Would it be possible to write out each entry below exactly, without the pictures?

→ **Source information**:
----------

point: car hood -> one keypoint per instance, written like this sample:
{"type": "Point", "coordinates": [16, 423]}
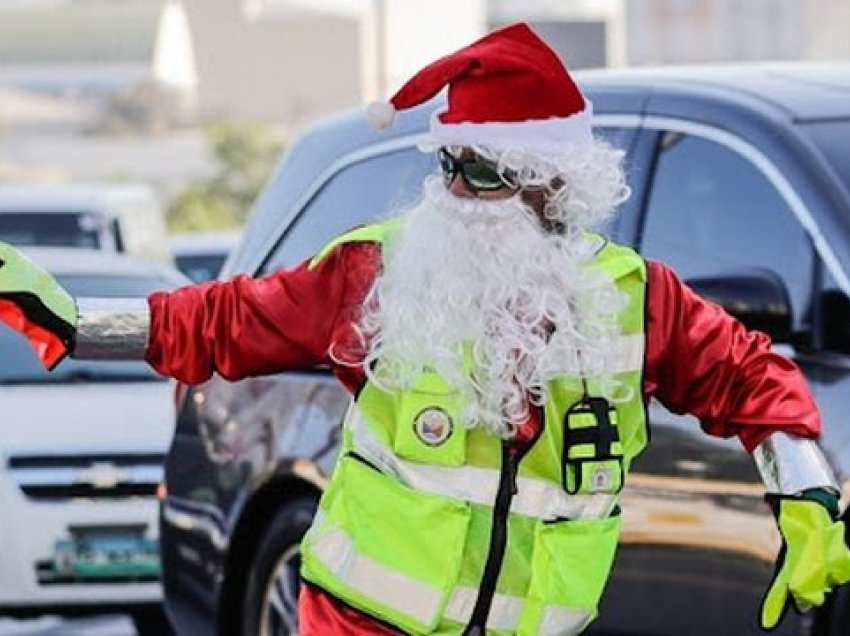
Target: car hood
{"type": "Point", "coordinates": [86, 418]}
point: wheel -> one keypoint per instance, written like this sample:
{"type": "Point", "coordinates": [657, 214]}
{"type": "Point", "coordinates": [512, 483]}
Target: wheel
{"type": "Point", "coordinates": [152, 621]}
{"type": "Point", "coordinates": [270, 604]}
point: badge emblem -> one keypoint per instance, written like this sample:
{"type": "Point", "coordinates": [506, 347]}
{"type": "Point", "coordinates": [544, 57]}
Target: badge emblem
{"type": "Point", "coordinates": [433, 426]}
{"type": "Point", "coordinates": [601, 479]}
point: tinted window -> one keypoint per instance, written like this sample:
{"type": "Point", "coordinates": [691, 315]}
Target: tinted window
{"type": "Point", "coordinates": [201, 267]}
{"type": "Point", "coordinates": [44, 228]}
{"type": "Point", "coordinates": [833, 140]}
{"type": "Point", "coordinates": [370, 189]}
{"type": "Point", "coordinates": [20, 366]}
{"type": "Point", "coordinates": [713, 212]}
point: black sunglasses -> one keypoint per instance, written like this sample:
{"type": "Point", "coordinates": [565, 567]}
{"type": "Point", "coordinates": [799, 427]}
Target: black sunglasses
{"type": "Point", "coordinates": [479, 174]}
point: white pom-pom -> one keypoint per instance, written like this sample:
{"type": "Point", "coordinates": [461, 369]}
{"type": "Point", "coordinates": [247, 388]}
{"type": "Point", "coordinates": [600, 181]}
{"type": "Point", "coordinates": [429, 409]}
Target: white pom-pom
{"type": "Point", "coordinates": [380, 114]}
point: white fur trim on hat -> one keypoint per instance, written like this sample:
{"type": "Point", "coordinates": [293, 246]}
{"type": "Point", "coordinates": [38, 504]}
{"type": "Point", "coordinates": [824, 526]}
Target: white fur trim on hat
{"type": "Point", "coordinates": [548, 136]}
{"type": "Point", "coordinates": [381, 114]}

----------

→ **Problem solution**:
point: car hood -> one keypoint per instance, written like this sample:
{"type": "Point", "coordinates": [16, 423]}
Target: car hood
{"type": "Point", "coordinates": [86, 418]}
point: wheel -> one keypoint per instance, written like this sample:
{"type": "Point", "coordinates": [657, 214]}
{"type": "Point", "coordinates": [512, 483]}
Target: wheel
{"type": "Point", "coordinates": [152, 621]}
{"type": "Point", "coordinates": [270, 604]}
point: badge emblem -> one keypoint per instance, written like this sample:
{"type": "Point", "coordinates": [506, 347]}
{"type": "Point", "coordinates": [544, 57]}
Target: badge emblem
{"type": "Point", "coordinates": [433, 426]}
{"type": "Point", "coordinates": [601, 479]}
point: tinted window -> one keypoint per instance, written like this sample:
{"type": "Point", "coordinates": [691, 315]}
Target: tinted window
{"type": "Point", "coordinates": [201, 267]}
{"type": "Point", "coordinates": [44, 228]}
{"type": "Point", "coordinates": [833, 140]}
{"type": "Point", "coordinates": [370, 189]}
{"type": "Point", "coordinates": [20, 366]}
{"type": "Point", "coordinates": [713, 212]}
point: black sunglasses -> one keypoint per instance, written like this sample:
{"type": "Point", "coordinates": [565, 567]}
{"type": "Point", "coordinates": [799, 427]}
Target: black sunglasses
{"type": "Point", "coordinates": [479, 174]}
point: white pom-pom -> one keypoint per instance, written like this sample:
{"type": "Point", "coordinates": [461, 369]}
{"type": "Point", "coordinates": [247, 388]}
{"type": "Point", "coordinates": [600, 181]}
{"type": "Point", "coordinates": [429, 409]}
Target: white pom-pom
{"type": "Point", "coordinates": [380, 114]}
point: white fur trim on hat -> one keypoint per instance, written like this sample:
{"type": "Point", "coordinates": [293, 246]}
{"type": "Point", "coordinates": [38, 504]}
{"type": "Point", "coordinates": [824, 526]}
Target: white fur trim on hat
{"type": "Point", "coordinates": [548, 136]}
{"type": "Point", "coordinates": [381, 114]}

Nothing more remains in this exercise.